### EXERCISE DETAILS
Could every line of the data be printed exactly as it reads?

### Saved entries

*** Block opens ***

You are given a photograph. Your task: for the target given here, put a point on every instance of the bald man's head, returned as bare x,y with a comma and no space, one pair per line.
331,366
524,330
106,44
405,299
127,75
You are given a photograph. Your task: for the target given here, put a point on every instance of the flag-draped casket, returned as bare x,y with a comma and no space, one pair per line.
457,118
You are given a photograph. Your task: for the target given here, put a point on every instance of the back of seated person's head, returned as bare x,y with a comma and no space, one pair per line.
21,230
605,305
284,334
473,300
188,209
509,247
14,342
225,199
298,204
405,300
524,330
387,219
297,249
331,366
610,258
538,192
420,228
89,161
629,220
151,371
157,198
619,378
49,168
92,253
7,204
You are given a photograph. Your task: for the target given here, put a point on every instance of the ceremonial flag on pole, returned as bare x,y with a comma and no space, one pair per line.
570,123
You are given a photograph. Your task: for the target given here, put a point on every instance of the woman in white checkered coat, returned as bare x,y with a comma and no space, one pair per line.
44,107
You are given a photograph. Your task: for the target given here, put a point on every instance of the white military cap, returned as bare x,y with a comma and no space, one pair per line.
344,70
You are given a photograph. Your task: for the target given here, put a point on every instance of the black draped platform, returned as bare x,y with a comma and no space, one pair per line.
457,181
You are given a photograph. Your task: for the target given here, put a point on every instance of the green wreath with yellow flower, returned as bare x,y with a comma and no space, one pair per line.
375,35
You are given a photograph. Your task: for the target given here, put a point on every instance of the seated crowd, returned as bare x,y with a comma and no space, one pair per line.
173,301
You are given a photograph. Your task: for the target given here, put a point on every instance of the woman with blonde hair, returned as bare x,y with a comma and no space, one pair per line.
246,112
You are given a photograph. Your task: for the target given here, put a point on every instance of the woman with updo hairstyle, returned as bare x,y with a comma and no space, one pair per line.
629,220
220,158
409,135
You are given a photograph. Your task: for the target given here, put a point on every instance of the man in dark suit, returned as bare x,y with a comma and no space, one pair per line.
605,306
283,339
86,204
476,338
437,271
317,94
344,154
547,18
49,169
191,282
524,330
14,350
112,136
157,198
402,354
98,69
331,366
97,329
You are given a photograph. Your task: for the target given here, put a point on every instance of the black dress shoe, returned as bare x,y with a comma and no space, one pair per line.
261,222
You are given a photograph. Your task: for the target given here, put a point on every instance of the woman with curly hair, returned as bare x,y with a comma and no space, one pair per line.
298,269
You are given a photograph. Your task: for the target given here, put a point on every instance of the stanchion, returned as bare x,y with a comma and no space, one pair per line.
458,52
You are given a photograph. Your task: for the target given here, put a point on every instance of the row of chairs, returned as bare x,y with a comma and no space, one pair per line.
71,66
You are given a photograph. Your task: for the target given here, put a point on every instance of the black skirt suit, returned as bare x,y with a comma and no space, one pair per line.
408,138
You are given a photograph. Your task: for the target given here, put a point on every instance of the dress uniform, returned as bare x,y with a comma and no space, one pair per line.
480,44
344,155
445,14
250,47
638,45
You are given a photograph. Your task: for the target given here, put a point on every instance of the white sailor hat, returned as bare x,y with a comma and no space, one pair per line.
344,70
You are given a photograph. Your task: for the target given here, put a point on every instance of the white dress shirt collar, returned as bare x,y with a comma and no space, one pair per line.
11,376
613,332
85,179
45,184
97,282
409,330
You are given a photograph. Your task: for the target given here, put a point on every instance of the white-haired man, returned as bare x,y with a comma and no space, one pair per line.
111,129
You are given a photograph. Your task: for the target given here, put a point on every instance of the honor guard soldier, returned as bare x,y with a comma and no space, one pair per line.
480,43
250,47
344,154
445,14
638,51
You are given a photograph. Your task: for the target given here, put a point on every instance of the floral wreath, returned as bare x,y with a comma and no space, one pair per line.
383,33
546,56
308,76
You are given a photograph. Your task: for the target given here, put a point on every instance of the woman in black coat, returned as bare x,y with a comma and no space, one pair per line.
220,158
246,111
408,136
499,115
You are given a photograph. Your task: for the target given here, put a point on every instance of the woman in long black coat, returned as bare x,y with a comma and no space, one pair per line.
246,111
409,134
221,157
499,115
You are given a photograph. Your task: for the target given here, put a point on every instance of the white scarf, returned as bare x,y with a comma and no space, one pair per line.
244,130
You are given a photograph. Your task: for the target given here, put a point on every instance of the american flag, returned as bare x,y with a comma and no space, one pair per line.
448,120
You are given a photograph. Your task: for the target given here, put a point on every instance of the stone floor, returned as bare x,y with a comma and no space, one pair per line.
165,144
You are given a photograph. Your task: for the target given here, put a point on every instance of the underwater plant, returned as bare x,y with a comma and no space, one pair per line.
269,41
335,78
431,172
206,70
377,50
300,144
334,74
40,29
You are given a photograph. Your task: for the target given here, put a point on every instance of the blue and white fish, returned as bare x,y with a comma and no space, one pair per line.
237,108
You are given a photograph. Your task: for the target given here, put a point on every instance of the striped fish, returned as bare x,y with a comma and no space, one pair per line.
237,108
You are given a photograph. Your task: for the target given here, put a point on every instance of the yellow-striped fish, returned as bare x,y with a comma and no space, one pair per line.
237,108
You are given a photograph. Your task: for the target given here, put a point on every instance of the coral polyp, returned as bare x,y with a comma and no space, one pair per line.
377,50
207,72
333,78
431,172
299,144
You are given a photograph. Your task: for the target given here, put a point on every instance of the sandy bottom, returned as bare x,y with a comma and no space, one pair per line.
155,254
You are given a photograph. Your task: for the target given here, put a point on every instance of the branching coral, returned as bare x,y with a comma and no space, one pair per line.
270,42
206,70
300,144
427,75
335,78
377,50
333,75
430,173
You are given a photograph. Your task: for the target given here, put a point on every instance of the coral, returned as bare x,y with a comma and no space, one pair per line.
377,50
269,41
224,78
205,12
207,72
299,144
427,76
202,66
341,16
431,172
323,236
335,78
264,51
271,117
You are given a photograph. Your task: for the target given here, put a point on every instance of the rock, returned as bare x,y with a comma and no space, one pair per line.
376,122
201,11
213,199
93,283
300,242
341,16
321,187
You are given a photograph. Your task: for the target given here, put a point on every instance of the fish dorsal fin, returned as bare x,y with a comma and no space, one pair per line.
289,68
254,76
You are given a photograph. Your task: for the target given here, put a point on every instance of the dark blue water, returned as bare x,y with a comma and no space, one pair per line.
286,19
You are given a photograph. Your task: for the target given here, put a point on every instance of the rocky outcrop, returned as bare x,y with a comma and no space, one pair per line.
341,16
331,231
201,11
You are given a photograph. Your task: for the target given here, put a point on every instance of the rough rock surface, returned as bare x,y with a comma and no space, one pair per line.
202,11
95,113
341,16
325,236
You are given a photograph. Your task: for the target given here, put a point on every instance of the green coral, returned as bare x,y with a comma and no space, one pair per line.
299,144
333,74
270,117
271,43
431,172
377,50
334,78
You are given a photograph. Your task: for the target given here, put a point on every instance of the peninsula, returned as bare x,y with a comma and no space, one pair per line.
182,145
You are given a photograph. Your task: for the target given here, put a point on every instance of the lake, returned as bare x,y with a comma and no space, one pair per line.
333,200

*** Block closes ***

### OUTPUT FOR THIS EXERCISE
You are given a photograph. Your task: for the target given here, put a point on every instance of the bald man's head, returned as bare x,y with a comma and no space, one pair per line.
331,366
524,330
106,44
405,299
127,75
You are given a photograph. Your task: for the target given here, put a point on every instance of the flag-draped casket, returned as bare x,y with a comma and no space, one pair per line.
457,118
You are given a photograph. Your task: for the target given here, put a point on every instance of the back of seated person's head, returned as bare x,y with a comma and no space, one pair per line.
21,230
605,305
284,334
473,300
188,209
509,247
14,342
225,199
298,204
405,300
524,330
387,219
297,249
331,366
610,258
538,192
420,228
89,161
629,220
151,371
157,198
619,378
49,168
92,253
7,204
You are given a photograph. Your task: for the target given here, put a point on every instance of the ceremonial flag on pole, returned as bare x,y with a comma and no space, one pair per line.
570,123
You are given a photograph. Your task: for the target given here, put a point on every instance of the woman in white checkered coat, returned as bare x,y with a comma and no space, one pair per line.
44,107
You are given a photograph. Your task: for the target given here, put a point on every instance of the white military cap, returned as bare x,y with a comma and no space, one pair per line.
344,70
You are given a photograph. Your task: for the target given here, put a point on every instance of the black draped platform, returned as bare x,y with a comma and no space, one pair per line.
457,181
You are given a photograph. Your task: for the target given here, put a point on every instance of the green wreath with yellow flower, returned as bare x,y with a comma and no space, one pair per line.
375,35
You are given a photograph. Your task: for the target given here, put a point on every instance of the seated crowd, returned as bare x,y with a comma and no space, one pair per line.
173,301
You are given a photograph. Your task: for the target given here, put a point on every instance of the woman with blonde hair, returned as bare x,y with a comma and no space, one pair per line.
246,112
You are given a photograph. Your task: for the target given here, put a point on every instance of the woman with updo hairstyle, returned as bare x,y with a comma and no space, one pair per line.
629,220
220,158
409,135
You are given a photograph. Your task: for the target given here, put a point on every instance of the man in dark suit, returned as bare x,y with a comma and no space, one pair per line.
605,306
283,339
86,204
476,338
437,271
317,94
344,154
547,18
49,169
191,282
524,330
14,350
112,136
157,198
402,354
98,69
331,366
97,329
You are given a photograph. Your task: for the target given here, put a point on every instance of the black dress shoe, returned as bare x,y with a comma and no space, one pair per line.
261,222
You are given a photograph. Your task: for the target given here, put a point on every instance of the woman with curly hair, returned as bare x,y with a comma and no space, one pair per line.
298,269
You are given a photograph. Your task: for the target given here, put a point on every instance of the stanchion, returned as bare x,y with a comma and no space, one pair per line.
458,52
You are given a photograph. Your task: for the target given here, put a point on every instance of the row of chairs, returned as bare x,y with a comma and no space, one pair per line.
71,66
You are given a photograph. Your task: for the target given here, put a point on every instance of the black skirt suit, returned as bare x,y with a comma and no space, one pair per line.
408,138
You are given a photograph. Your task: for the target given here, put a point on every instance of the dress uniform, returned as bare x,y with a comma and no space, one pair per line.
480,44
344,155
445,14
250,47
638,45
You are given a photograph. Your task: for the target given here, put a point on every instance of the white sailor hat, returned as bare x,y with a comma and no space, one pair per line.
344,70
You are given a photograph. Your task: for the target given here, put a point on every instance of the white dress shirt collar, returned as bare x,y with a comma and no space, one pair per line.
11,376
613,332
85,179
45,184
97,282
409,330
You are given a photograph. Your task: for the target given here, put a point on every instance of the white-haired man, returned as bare x,y with a comma and no space, one pair per line.
111,129
You are given a photograph. Your task: for the target given here, put a point on every instance of the honor guard soldier, returned as bare x,y with a comma and no space, one pair per line.
480,43
250,47
344,154
445,14
638,51
You are given a photograph. Your task: for the target given here, put a point on every instance of the floral wreath, returned as bare x,y with a comma and no space, one pair per line.
383,33
546,56
308,76
You are given a photograph. Your task: for the target given here, put a point on every instance of the woman in black coat, returned as bare x,y with a comma and no space, one pair per line.
220,158
246,111
408,136
499,115
You are given a photograph. Your task: for the target given here, put a point on every instance of the woman in long black coat, returned as bare x,y with a comma and no space, one pair per line.
246,111
409,134
221,157
499,115
You are given a photograph. Your task: for the target given here, put a point on every instance of the white scarf, returned as bare x,y with a comma and no space, one pair per line.
244,130
You are given a photograph. Your task: for the target given here, put a point on every instance of the american flag, returned as bare x,y with a comma and no space, one pair per line.
448,120
You are given a photograph. Your task: for the target given here, put a point on every instance of the stone floor, returned as bare x,y with a comma and no space, one pair per line.
165,144
You are given a photograph. Your task: for the target given here, put a point on every instance of the underwater plant, returned as bare x,y with a comma and no space, one pair per line.
269,41
335,78
431,172
206,70
377,50
300,144
334,74
40,29
You are given a photograph. Your task: for the target given here, put a point on every instance of the blue and white fish, returned as bare x,y with a comma and no space, one pair per line.
237,108
You are given a photograph. Your task: for the target given here, put a point on every instance of the striped fish, returned as bare x,y with a comma and no space, one pair per line.
237,108
You are given a photograph. Your task: for the target given here, put a point on every instance of the yellow-striped fish, returned as bare x,y with a comma and no space, one pair per line.
237,108
You are given a photograph. Your task: for the target given here, put a point on every instance of the coral polyp, returned as bare x,y with a comma and no space, one pair per line.
377,50
207,72
333,78
431,172
299,144
You are given a photograph. Your task: for the target given here, put a point on every instance of the sandy bottom, returned as bare x,y with a comma and no space, one pair per line.
155,254
You are given a photograph. Your task: for the target given here, put a point on every instance of the branching coral, returned as bare x,y with a comma and no space, one pair per line.
270,42
206,70
300,144
427,75
335,78
377,50
333,75
430,173
You are given a photograph. Your task: for the target given here, put a point on every instance of the coral, returned as bare x,y with a comma and no space, one pair per line.
377,50
269,41
224,78
205,12
207,72
299,144
427,76
202,66
341,16
431,172
323,236
335,78
264,51
271,117
You are given a photograph. Your task: for the target given here, put a point on every instance of the rock, returned as bare x,y with a comma and no space, one pair per line.
376,122
201,11
213,199
93,283
300,242
341,16
321,187
You are given a photograph. Your task: for the target given here, put a point on every instance of the fish dorsal fin, returned as bare x,y with a comma and no space, one pair per line.
289,68
254,76
You are given a photograph. Your task: for the target given here, put a point on every instance of the dark blue water, returned as bare x,y with a comma and no space, one pair per line.
286,19
You are given a photograph. Your task: for the target given here, put a point on every instance of the rocky outcrop, returned as bare x,y with a comma and no space, one pair per line.
341,16
331,231
201,11
You are given a photograph. Your task: for the target given here, put a point on every instance of the rough rock surface, returned as bare x,y with a comma and no space, one pair per line.
202,11
95,113
341,16
325,236
You are given a photograph. Your task: for the target given here, put a point on every instance of the green coral, returned as bare x,y with a comma and no space, one pair per line.
299,144
333,74
270,117
271,43
431,172
377,50
334,78
You are given a photograph. Your task: for the target given here, put a point on every instance of the peninsula, returned as bare x,y with a comma and no space, one pair per line.
182,145
You are given a photograph. Your task: for the target given here, put a point on every instance of the lake, returned as bare x,y with a comma and no space, one pair per line.
333,200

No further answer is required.